Задание 1 - Ответьте на вопрос по отрывку о Тютчеве: в каком городе Фёдора Ивановича ждали проблемы?
Задание 2 - Перепишите без изменений часть отрывка о Тютчеве: всё от слов «Кто сей божественный» вниз до слов «светлый праху твоему!..».
Задание 3 - Продолжите отрывок о Тютчеве после его последнего предложения.

Из чьей руки свинец смертельный
Поэту сердце растерзал?
Кто сей божественный фиал
Разрушил, как сосуд скудельный?
Будь прав или виновен он
Пред нашей правдою земною,
Навек он высшею рукою
В "цареубийцы" заклеймён.Но ты, в безвременную тьму
Вдруг поглощенная со света,
Мир, мир тебе, о тень поэта,
Мир светлый праху твоему!..
Назло людскому суесловью
Велик и свят был жребий твой!..
Ты был богов орган живой,
Но с кровью в жилах… знойной кровью.И сею кровью благородной
Ты жажду чести утолил -
И осенённый опочил
Хоругвью горести народной.
Вражду твою пусть Тот рассудит,
Кто слышит пролитую кровь…
Тебя ж, как первую любовь,
России сердце не забудет!..
Впрочем, в смерти поэта виновны были едва ли не все: одни – потому что поддержали руку убийцы, другие – потому что не сумели остановить. Ненависть Фёдора Ивановича к отечеству в эту пору была такова, что он, и прежде не тосковавший по России, теперь рвался поскорее из неё уехать. Между тем в Мюнхене его ждали проблемы и проблемы. Уже и жена Тютчева была наслышана об его увлечении баронессой. Нелады в семье, нелады с совестью. К тому же всё это раздвоенное сущесвование Фёдора Ивановича, мягкого и безвольного человека, не умеющего разрубать жизненных узлов, было ещё и омрачено постоянной нуждой.

Предоставленные данные -
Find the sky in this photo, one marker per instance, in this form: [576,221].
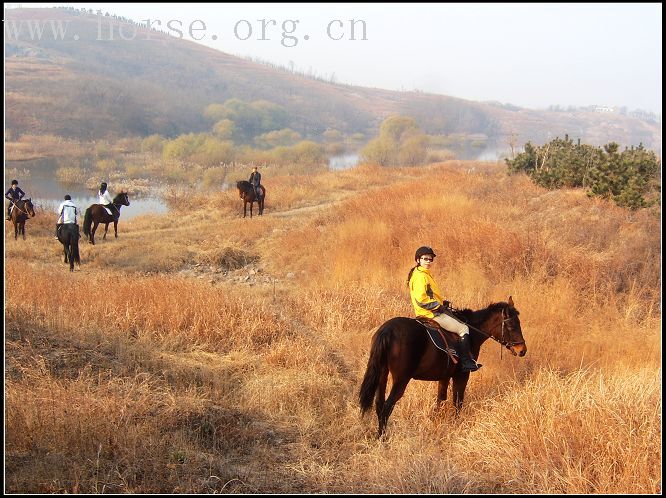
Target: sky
[529,55]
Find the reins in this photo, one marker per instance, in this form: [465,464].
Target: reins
[506,344]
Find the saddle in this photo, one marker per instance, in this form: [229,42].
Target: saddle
[438,337]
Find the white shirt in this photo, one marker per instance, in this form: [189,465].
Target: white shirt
[105,198]
[67,212]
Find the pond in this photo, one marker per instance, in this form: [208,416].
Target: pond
[46,192]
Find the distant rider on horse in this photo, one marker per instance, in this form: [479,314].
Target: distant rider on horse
[14,194]
[106,201]
[255,181]
[66,213]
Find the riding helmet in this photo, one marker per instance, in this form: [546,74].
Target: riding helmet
[422,251]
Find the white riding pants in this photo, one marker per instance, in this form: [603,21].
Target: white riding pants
[451,324]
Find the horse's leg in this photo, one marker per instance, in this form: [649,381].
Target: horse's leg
[459,385]
[380,396]
[397,391]
[70,244]
[442,387]
[92,232]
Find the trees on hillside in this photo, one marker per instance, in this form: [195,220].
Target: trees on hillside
[631,178]
[400,143]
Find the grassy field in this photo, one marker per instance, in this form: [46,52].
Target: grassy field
[201,352]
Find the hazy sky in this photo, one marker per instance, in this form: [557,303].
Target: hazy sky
[530,55]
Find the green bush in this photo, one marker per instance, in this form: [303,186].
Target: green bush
[630,178]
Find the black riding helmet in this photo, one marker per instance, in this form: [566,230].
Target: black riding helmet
[422,251]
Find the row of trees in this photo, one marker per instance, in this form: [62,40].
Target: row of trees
[631,178]
[400,143]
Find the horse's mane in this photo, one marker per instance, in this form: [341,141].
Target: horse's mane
[479,316]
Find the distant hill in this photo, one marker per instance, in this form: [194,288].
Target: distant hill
[92,88]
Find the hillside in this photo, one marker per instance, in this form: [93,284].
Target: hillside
[91,88]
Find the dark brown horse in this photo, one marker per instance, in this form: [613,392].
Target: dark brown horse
[97,214]
[402,347]
[68,235]
[246,192]
[21,211]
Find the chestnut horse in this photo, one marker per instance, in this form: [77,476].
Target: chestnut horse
[246,192]
[97,214]
[402,347]
[21,211]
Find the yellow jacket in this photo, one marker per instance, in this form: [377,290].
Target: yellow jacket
[424,293]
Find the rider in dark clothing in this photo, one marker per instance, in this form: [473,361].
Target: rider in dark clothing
[255,181]
[13,194]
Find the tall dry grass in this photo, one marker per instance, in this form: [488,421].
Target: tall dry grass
[134,374]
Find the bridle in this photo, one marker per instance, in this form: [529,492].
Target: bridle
[507,344]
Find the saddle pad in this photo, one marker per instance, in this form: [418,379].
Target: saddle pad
[433,329]
[437,340]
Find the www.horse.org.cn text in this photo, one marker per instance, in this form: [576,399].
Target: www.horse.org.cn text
[288,33]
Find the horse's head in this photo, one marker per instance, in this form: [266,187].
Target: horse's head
[28,206]
[122,199]
[510,333]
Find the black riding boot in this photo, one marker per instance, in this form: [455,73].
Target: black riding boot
[467,362]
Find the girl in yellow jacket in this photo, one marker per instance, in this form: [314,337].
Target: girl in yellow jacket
[428,301]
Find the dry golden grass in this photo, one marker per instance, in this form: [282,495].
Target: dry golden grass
[202,352]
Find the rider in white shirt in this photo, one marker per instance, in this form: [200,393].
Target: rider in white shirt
[106,200]
[67,212]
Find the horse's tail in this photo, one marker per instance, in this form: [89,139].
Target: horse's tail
[377,363]
[87,222]
[74,247]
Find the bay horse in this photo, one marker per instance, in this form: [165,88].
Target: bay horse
[402,347]
[97,214]
[21,211]
[68,235]
[246,192]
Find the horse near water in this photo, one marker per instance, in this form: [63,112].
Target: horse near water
[402,347]
[97,214]
[68,235]
[21,212]
[247,194]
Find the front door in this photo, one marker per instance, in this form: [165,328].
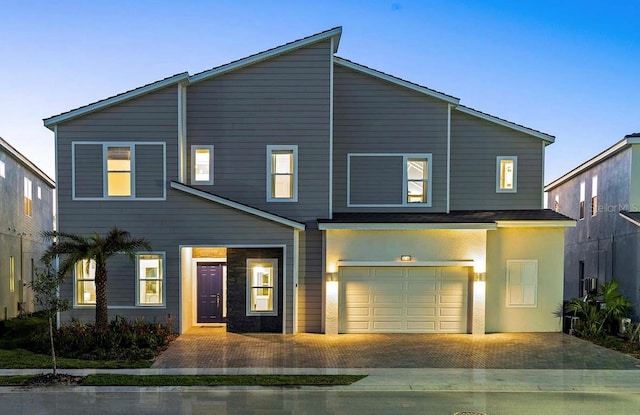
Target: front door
[209,292]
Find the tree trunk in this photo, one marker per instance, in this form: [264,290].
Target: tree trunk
[102,313]
[53,350]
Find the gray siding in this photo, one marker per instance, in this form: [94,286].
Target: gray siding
[375,116]
[475,145]
[88,170]
[608,244]
[149,171]
[376,180]
[20,234]
[281,101]
[181,220]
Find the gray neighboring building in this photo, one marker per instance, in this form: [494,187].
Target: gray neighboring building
[296,191]
[603,195]
[26,210]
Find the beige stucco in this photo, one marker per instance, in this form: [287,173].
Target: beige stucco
[388,246]
[489,249]
[546,245]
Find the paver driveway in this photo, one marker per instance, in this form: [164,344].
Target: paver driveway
[215,348]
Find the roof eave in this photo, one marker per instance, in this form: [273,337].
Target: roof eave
[398,81]
[259,57]
[52,121]
[549,139]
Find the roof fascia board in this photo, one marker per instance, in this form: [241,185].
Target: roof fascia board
[630,219]
[614,149]
[268,54]
[27,163]
[394,80]
[237,206]
[453,263]
[50,122]
[403,226]
[536,223]
[470,111]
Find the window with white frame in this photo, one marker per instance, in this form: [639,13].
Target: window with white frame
[506,174]
[417,180]
[282,173]
[28,197]
[522,283]
[202,165]
[119,170]
[85,275]
[150,276]
[262,277]
[582,196]
[594,196]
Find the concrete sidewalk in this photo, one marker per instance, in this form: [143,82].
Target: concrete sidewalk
[470,380]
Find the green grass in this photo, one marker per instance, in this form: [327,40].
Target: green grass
[202,380]
[24,359]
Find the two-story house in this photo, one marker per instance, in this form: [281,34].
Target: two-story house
[26,210]
[296,191]
[603,195]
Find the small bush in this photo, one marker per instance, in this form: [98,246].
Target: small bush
[123,340]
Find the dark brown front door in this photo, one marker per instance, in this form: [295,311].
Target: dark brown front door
[209,292]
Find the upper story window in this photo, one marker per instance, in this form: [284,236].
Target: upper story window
[582,196]
[150,272]
[28,197]
[202,164]
[85,274]
[506,174]
[282,173]
[119,171]
[594,196]
[417,180]
[262,277]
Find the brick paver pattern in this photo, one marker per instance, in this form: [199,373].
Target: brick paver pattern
[215,348]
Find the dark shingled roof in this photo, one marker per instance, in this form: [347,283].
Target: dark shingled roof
[457,216]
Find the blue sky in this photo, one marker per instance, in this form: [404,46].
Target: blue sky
[567,68]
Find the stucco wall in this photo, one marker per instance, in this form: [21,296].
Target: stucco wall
[387,245]
[543,244]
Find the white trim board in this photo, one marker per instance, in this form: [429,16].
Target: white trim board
[238,206]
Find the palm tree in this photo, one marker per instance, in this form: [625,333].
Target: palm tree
[74,248]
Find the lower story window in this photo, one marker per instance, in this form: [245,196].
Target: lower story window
[150,275]
[261,286]
[85,282]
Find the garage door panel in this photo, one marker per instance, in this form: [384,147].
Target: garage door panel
[403,299]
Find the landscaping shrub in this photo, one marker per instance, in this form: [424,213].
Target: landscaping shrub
[123,340]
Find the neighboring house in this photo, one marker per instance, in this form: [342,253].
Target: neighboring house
[603,194]
[26,210]
[296,191]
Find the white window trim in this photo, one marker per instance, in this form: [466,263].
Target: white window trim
[75,290]
[193,164]
[515,174]
[270,150]
[163,280]
[405,179]
[535,294]
[274,263]
[104,172]
[403,202]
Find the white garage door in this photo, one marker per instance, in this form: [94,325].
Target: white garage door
[403,299]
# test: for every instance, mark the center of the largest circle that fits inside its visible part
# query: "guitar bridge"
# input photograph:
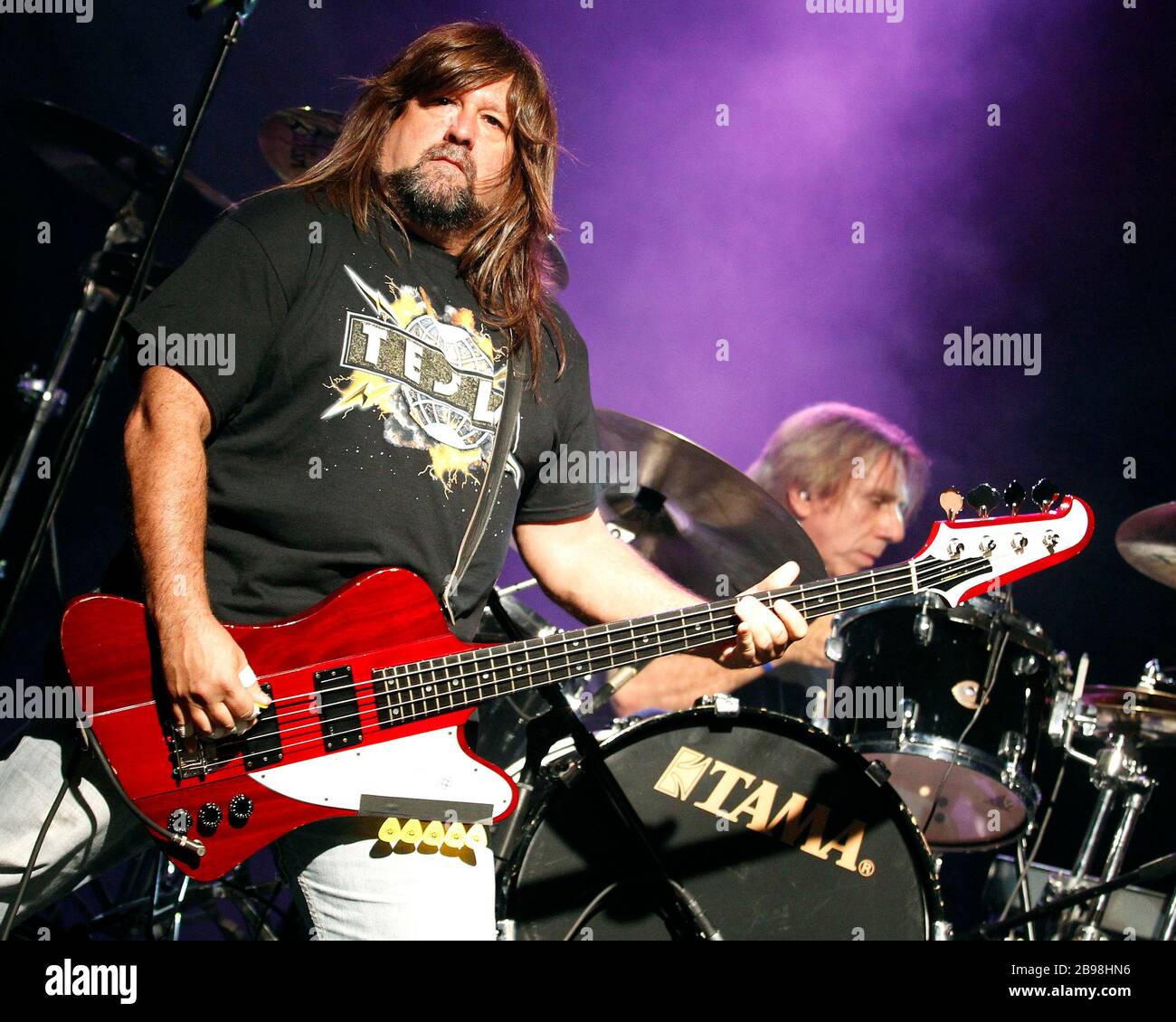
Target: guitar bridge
(188, 758)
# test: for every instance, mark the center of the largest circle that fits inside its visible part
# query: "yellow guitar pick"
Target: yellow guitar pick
(475, 837)
(434, 834)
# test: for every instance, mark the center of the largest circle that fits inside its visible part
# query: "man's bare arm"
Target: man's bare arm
(675, 682)
(598, 578)
(165, 451)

Ответ 1 - В Мюнхене.

Ответ 2 -
Кто сей божественный фиал
Разрушил, как сосуд скудельный?
Будь прав или виновен он
Пред нашей правдою земною,
Навек он высшею рукою
В "цареубийцы" заклеймён.Но ты, в безвременную тьму
Вдруг поглощенная со света,
Мир, мир тебе, о тень поэта,
Мир светлый праху твоему!..

Ответ 3 -
Элеоноре Теодоровне приходит на ум уехать из Мюнхена и таким образом оторвать мужа от баронессы. Но для этого надо расплатиться с долгами. Бедная женщина уже в который раз пишет в Россию брату мужа, умоляя о помощи. Ещё в 1933 году она сообщила ему, что "Теодор (так она называла Фёдора Ивановича) позволяет себе маленькие светские интрижки, которые, как бы они ни были невинны, могут неприятно осложниться…" И вот предполагаемые осложнения наступили. Теперь её письма звучат гораздо тревожнее. Благородно умалчивая о себе, она описывает состояние мужа: "Подавленный, удручённый, больной, опутанный множеством неприятных для него и тягостных отношений, освободиться от которых он неспособен в силу уж, не знаю какого, душевного бессилия (…) Вывезти его отсюда – волею или неволею – значит спасти ему жизнь…" В своём стремлении возвратить мужа семье прибегает Элеонора Теодоровна и к давно испытанному женскому средству – рожает. Именно в эту пору, в 1834 и 1835 годах, и дарит она Фёдору Ивановичу двух младших дочерей – Дарью и Екатерину.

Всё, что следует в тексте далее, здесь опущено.